# START OF Material to process

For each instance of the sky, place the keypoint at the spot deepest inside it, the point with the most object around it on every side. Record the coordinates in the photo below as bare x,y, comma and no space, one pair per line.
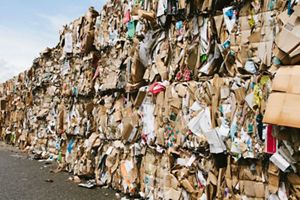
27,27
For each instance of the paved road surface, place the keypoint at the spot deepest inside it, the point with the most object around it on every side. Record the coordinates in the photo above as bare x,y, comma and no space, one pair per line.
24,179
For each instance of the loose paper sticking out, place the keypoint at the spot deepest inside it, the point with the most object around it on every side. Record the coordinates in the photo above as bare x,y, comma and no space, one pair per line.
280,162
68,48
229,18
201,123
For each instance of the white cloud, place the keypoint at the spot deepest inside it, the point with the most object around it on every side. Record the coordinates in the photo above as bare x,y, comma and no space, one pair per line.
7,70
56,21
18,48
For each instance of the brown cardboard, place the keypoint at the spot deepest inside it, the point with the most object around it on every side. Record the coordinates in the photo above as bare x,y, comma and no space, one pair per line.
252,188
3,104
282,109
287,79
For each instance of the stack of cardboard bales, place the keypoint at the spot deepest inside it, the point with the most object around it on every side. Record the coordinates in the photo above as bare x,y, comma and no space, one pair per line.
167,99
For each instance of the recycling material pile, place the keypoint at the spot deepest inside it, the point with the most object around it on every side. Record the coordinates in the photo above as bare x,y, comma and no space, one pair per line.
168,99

# END OF Material to process
# START OF Material to process

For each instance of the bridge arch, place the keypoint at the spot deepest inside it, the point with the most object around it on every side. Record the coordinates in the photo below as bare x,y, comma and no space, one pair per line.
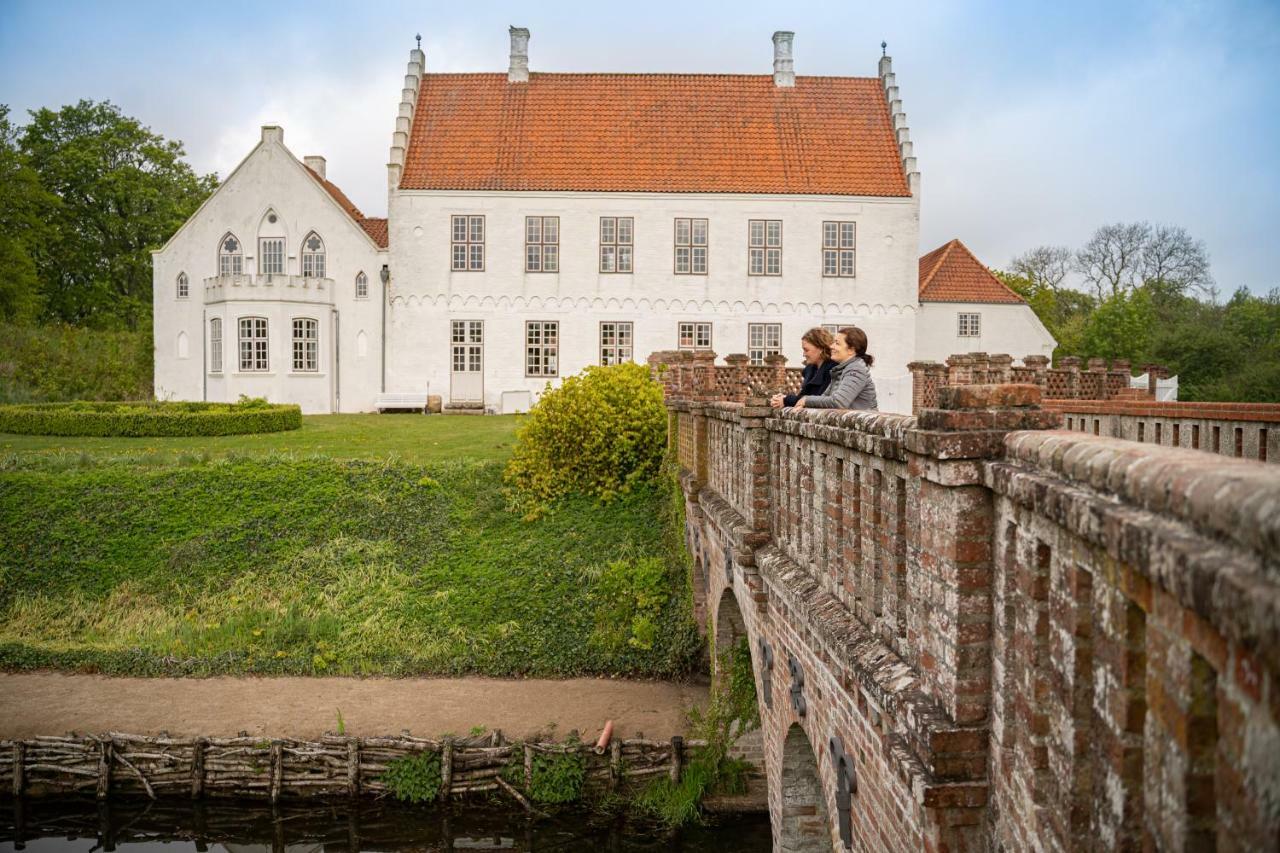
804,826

# END OF Material to process

=== Stated problem ===
Gather every line in the listing above that contains the word "below", matching case exactly.

=== Reply ===
For each instance of the sky, place the keypoint at the spot deepest inside it, the point with the most object around it on every side. Record the coordinates in the photo below as bare x,y, comma and no space, one pair per line.
For each instance of the bridge arch, place the keypoint at the spot deepest inside it, the point with the most object around it on every side. Record the coordinates in the photo below as bare x,y, comma and no space, one pair per line.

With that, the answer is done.